REQUISITO A:
Reescreva sem alterações a parte do texto sobre alfabetização infantil que começa em "No entanto, o" e termina em "normal. Não é.".
REQUISITO B:
Traduza para o inglês a seguinte frase do texto sobre alfabetização infantil: "Ao menos um quarto das crianças brasileiras chegam aos 7 anos de idade analfabetas."

TRECHO DE ORIGEM:
..........
A manchete é bombástica: nada menos do que 66% foi o aumento de crianças entre 6 e 7 anos de idade que não são alfabetizadas, entre 2019 e 2021.
No entanto, o que realmente me chamou a atenção não foi o desastre causado pelas escolas fechadas durante dois anos, um verdadeiro crime. O que deveria saltar aos olhos de qualquer um, mas nem sequer foi tema da reportagem, é que entre 25% e 30% das crianças brasileiras entre 6 e 7 anos de idade, a depender do ano, não sabem ler e escrever. Este número saltou para 40% durante a pandemia, mas a verdadeira tragédia é o número inicial, aparentemente tomado como coisa normal. Não é.
Ao menos um quarto das crianças brasileiras chegam aos 7 anos de idade analfabetas. Esse início pouco promissor irá cobrando o seu pedágio nos anos seguintes, pois ao invés de avançar nos conteúdos, a escola vai precisar recuperar o atraso. No final da linha, teremos jovens que mal sabem interpretar um texto, quanto mais se adaptar a um mercado de trabalho que cada vez mais exige preparação.
..........
SEÇÃO DE DADOS:
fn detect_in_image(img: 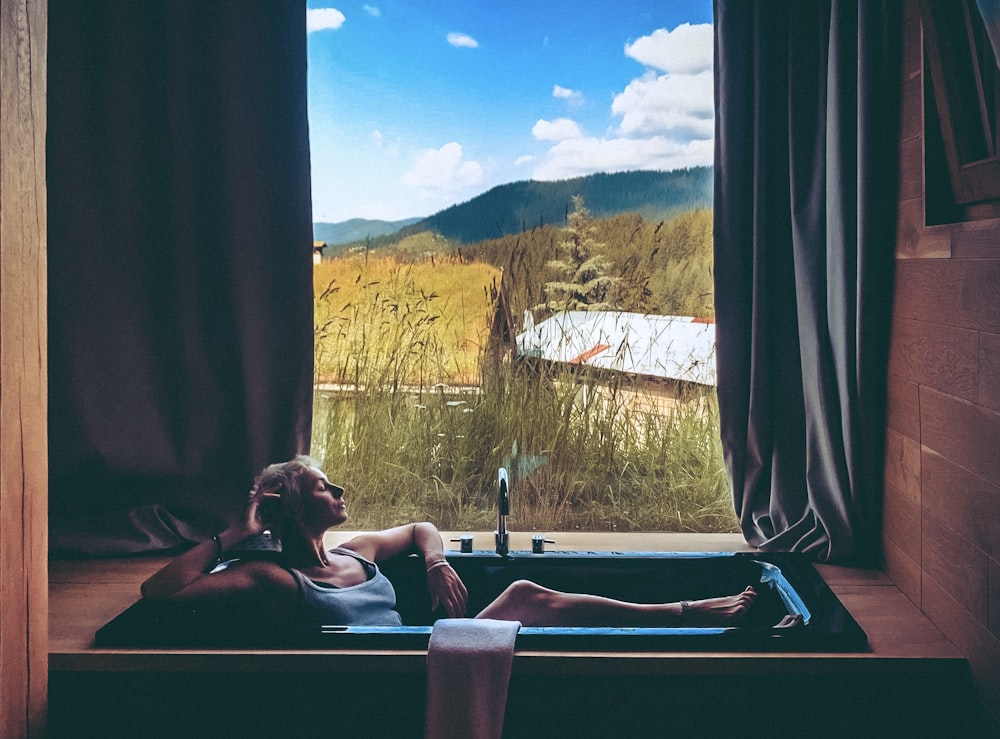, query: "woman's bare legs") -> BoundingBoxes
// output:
[477,580,757,627]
..........
RESPOSTA ESPERADA A:
No entanto, o que realmente me chamou a atenção não foi o desastre causado pelas escolas fechadas durante dois anos, um verdadeiro crime. O que deveria saltar aos olhos de qualquer um, mas nem sequer foi tema da reportagem, é que entre 25% e 30% das crianças brasileiras entre 6 e 7 anos de idade, a depender do ano, não sabem ler e escrever. Este número saltou para 40% durante a pandemia, mas a verdadeira tragédia é o número inicial, aparentemente tomado como coisa normal. Não é.

RESPOSTA ESPERADA B:
At least a quarter of Brazilian children reach the age of 7 illiterate.